WORK INSTRUCTIONS: From the line containing "rough mask: <svg" to the last line of the records, reproduce every line exactly and print nothing else.

RECORD SET:
* * *

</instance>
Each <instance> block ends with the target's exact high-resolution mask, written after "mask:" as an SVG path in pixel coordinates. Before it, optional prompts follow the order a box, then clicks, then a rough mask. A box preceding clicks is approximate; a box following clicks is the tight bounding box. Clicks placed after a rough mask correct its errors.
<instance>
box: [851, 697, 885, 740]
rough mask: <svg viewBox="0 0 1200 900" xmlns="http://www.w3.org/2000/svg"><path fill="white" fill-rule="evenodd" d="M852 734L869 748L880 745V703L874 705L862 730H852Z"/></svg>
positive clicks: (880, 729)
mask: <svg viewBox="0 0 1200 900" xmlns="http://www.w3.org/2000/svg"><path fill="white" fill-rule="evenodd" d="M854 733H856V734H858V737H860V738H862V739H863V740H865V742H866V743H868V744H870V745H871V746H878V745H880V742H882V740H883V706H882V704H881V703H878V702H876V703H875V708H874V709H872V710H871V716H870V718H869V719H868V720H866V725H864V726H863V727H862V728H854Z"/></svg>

* * *

YOUR SOLUTION:
rough mask: <svg viewBox="0 0 1200 900" xmlns="http://www.w3.org/2000/svg"><path fill="white" fill-rule="evenodd" d="M852 734L869 748L880 745V703L874 705L862 730H852Z"/></svg>
positive clicks: (880, 729)
mask: <svg viewBox="0 0 1200 900" xmlns="http://www.w3.org/2000/svg"><path fill="white" fill-rule="evenodd" d="M854 733H856V734H858V737H860V738H862V739H863V740H865V742H866V743H868V744H870V745H871V746H878V745H880V742H882V740H883V706H882V704H881V703H878V702H876V703H875V708H874V709H872V710H871V716H870V718H869V719H868V720H866V725H864V726H863V727H862V728H854Z"/></svg>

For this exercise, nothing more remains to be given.